*** Supplied material ***

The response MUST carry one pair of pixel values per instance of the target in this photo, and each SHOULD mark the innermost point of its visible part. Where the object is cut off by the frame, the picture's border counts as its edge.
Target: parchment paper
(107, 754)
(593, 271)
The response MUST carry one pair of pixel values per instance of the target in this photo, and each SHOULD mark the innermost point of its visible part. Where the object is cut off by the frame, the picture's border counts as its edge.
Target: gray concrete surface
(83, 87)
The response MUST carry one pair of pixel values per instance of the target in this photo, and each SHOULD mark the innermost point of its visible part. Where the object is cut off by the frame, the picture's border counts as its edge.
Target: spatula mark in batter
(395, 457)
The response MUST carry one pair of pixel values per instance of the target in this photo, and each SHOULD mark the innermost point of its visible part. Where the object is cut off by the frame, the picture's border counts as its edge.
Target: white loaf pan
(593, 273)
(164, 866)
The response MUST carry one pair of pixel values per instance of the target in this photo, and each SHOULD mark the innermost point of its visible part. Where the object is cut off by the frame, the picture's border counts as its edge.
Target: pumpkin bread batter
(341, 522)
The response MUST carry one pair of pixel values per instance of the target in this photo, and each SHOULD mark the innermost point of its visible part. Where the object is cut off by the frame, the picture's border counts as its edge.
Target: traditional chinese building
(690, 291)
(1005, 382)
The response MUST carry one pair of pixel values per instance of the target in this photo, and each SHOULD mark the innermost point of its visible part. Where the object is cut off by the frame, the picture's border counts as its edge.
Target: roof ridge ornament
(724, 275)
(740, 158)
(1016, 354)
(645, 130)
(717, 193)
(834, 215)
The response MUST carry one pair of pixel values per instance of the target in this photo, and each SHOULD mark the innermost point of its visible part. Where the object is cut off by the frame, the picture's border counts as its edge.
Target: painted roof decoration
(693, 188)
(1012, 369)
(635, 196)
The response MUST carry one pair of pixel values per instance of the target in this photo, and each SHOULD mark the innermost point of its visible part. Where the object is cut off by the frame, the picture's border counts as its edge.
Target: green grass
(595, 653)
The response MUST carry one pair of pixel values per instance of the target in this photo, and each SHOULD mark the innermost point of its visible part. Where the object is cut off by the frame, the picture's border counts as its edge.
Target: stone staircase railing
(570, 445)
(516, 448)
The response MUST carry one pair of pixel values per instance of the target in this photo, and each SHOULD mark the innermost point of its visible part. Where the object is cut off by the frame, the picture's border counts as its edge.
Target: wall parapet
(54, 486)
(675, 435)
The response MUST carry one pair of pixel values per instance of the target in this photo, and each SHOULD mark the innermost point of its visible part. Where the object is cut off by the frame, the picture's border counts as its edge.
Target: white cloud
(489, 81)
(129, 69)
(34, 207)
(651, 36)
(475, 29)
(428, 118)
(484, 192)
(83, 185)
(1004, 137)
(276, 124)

*** End of Supplied material ***

Problem requirements
Retype the data exactly as it reads.

Response box
The response MUST carry one pair of pixel values per instance of the target in this photo, and each SHOULD mark the innermost point of its visible part. Where the object is cut off by the frame, the picture's border counts as its edge.
Target: parchment paper
(107, 754)
(593, 271)
The response MUST carry one pair of pixel values per instance of the target in this photo, and each SHOULD mark the innermost point of its visible part. Where the object is cut off by the frame, the picture's border counts as its edge.
Target: gray concrete surface
(83, 87)
The response MUST carry one pair of pixel values per instance of the target in this photo, and each SHOULD mark the innermost point of its visible part. Where the object is cut off by the frame, the picture's border counts as its edge.
Target: spatula mark in batter
(395, 457)
The response MUST carry one pair of pixel values per instance of the target in this photo, and each SHOULD mark the innermost point of its visible part. Where the object is cut off by the frame, the picture's border counts as its edge.
Target: white loaf pan
(593, 273)
(164, 866)
The response MUST carry one pair of pixel values per instance of the target in this photo, and each SHOULD mark the innermost point of its visible part. Where the object is cut off by the frame, the picture's border counts as its edge.
Target: pumpkin bread batter
(341, 522)
The response MUST carry one pair of pixel values per instance of the target in this photo, and each SHOULD mark the innermost point of its visible part. Where the object is cut off by the frame, the picture's border counts as its edge.
Target: traditional chinese building
(690, 291)
(1005, 382)
The response MUST carry one pair of pixel values per instance of the target in this photo, and each SHOULD mark the innermost point of its visible part. Where the object is cut off by the frame, the picture's border counts as its edge.
Target: roof ridge ornament
(724, 275)
(740, 158)
(1016, 354)
(645, 130)
(717, 193)
(834, 215)
The response MUST carry one pair of pixel values per instance of the target in this photo, and each SHOULD mark the innermost point of its visible part. Where the object is cut off by the frame, the picture's border counts as its edge.
Target: painted roof decoration
(693, 188)
(1012, 369)
(635, 196)
The response MUST carry one pair of pixel values per instance of the target in this photo, and each SHOULD mark the innermost point of its visible part. Where the object is cut off by the frame, the picture's border counts as its edge.
Target: green grass
(595, 653)
The response MUST carry one pair of pixel values per instance of the target in this photo, and each SHOULD mark the innermost point of its visible part. Where the object is cut off by the frame, the picture's border counts as its edge.
Target: stone staircase railing
(570, 445)
(516, 448)
The response MUST carry one pair of pixel values per instance of the target in this photo, and each SHOULD mark the innermost point of its visible part. Where the object is cut off by the frame, the picture's border counts as its edge.
Target: wall parapet
(54, 486)
(675, 435)
The response MUST carry one pair of pixel values per instance of the target in this photo, and each SHOULD mark the innermost point of its visible part. Where the object is cut off by the frame, the picture's border counts as its edge.
Target: white cloud
(489, 81)
(129, 69)
(34, 207)
(651, 36)
(475, 29)
(428, 118)
(484, 192)
(83, 185)
(1004, 137)
(276, 124)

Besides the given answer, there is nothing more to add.